→ **Document passage**
The second element of array_ptr is the third element of array.

Array points to the first element of the array; array_ptr is set to &array[1], so it points to the second element of the array. So array_ptr[1] is equivalent to array[2]. Array_ptr starts at the second element of the array, so the second element of array_ptr is the third element of array.

Because the first element is sizeof(int) bytes wide, the second element is sizeof(int) bytes ahead of the start of the array. Array[1] is equivalent to *(array + 1). The number added to a pointer is multiplied by the size, so 1 adds sizeof(int) bytes to the pointer value.


Structures

A structure is created with the struct keyword.

A struct looks like this:

struct foo {
	size_t size;
	char name[64];
};

Each declaration in the block is called a member. A member is accessed like this:

struct foo my_foo;
my_foo.size = sizeof(struct foo);

The expression my_foo.size accesses the member size of my_foo.

Saved entries:
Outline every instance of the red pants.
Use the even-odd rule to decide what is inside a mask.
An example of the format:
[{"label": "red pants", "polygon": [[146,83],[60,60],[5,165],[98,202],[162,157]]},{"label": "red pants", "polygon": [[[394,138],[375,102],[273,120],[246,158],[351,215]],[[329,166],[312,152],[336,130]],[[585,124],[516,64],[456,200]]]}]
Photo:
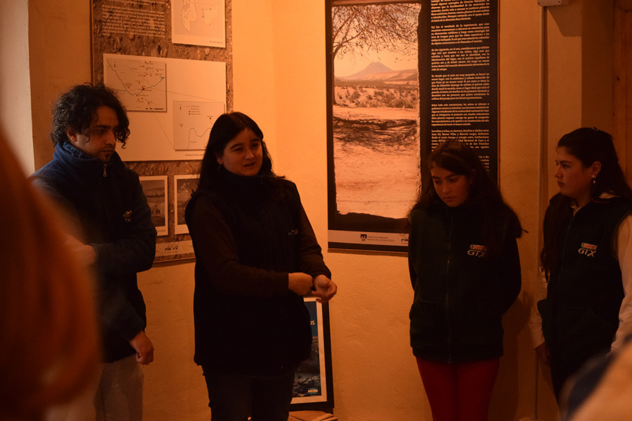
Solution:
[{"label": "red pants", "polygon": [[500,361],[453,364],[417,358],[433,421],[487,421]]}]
==
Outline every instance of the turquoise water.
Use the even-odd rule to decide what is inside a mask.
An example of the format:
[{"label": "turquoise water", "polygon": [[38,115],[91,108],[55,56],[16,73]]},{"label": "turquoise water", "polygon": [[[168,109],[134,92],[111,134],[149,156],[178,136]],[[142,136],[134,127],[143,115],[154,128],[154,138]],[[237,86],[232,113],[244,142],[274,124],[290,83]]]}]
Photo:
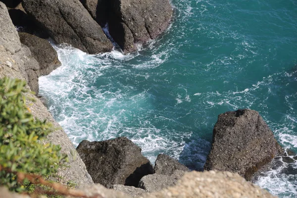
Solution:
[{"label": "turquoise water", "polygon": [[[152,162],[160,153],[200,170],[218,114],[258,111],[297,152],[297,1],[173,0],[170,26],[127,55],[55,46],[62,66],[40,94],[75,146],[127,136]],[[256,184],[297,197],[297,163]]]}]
* * *
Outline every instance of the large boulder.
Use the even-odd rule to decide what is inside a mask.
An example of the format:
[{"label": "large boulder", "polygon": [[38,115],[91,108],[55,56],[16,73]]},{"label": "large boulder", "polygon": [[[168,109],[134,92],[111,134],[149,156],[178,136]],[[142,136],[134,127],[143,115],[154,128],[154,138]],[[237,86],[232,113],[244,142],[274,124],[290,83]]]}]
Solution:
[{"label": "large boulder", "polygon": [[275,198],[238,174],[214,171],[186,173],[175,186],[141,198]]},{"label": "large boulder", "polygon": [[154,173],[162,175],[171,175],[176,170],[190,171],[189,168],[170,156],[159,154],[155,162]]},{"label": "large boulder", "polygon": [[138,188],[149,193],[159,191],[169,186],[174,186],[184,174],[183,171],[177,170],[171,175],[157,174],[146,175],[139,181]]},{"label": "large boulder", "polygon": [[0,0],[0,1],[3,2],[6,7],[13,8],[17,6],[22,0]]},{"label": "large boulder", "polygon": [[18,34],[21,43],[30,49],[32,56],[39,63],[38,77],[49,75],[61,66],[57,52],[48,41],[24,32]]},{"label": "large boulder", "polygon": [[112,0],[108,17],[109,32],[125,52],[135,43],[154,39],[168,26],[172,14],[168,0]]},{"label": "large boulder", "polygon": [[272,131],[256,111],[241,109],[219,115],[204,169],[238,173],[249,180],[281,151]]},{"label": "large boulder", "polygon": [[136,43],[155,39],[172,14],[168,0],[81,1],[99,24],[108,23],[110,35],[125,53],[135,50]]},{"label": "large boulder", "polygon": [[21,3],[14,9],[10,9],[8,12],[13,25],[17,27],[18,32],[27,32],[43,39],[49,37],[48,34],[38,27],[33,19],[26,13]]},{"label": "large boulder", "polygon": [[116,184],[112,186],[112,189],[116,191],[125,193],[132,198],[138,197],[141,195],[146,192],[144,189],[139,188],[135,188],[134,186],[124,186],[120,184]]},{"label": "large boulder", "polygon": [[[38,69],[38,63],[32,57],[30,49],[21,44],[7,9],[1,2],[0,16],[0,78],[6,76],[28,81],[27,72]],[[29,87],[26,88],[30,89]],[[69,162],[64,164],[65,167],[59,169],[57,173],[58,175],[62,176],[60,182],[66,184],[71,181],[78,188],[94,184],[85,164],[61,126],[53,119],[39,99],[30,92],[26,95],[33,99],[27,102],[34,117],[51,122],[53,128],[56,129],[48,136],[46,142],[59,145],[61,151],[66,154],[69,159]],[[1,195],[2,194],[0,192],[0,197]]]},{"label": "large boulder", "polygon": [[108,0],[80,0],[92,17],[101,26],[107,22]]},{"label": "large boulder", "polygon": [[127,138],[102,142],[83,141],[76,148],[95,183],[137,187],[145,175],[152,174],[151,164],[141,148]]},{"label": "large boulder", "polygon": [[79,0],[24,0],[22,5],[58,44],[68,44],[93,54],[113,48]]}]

→ **Requests**
**A)** According to the passage on C pointers and structures, what is each declaration inside a struct block called?
**B)** Resume the passage on C pointers and structures, continuing after its final sentence.

→ **Exercise responses**
**A)** A member.

**B)**
For a pointer to a structure, it is possible to use

(*foo_ptr).size = new_size;

or the pointer-to-member operator, ->.

foo_ptr->size = new_size;

With multiple indirection:

(*foo_ptr_ptr)->size = new_size; /* One way */
(**foo_ptr_ptr).size = new_size; /* or another */


Multiple indirection

Consider

int    a =  3;
int   *b = &a;
int  **c = &b;
int ***d = &c;

Here are how the values of these pointers equate to each other:

*d == c;

**d == *c == b

***d == **c == *b == a == 3;

The & operator can be thought of as adding asterisks, and the *, ->, and [] operators as removing asterisks.


Pointers and const

The const keyword is confusing when pointers are involved. These two declarations are equivalent:

const int *ptr_a;
int const *ptr_a;

These two, however, are not equivalent:

int const *ptr_a;
int *const ptr_b;

*ptr_a is constant; you cannot do *ptr_a = 42, but ptr_b is constant; you can assign *ptr_b, but not the pointer itself. Attempting to compile

int main ()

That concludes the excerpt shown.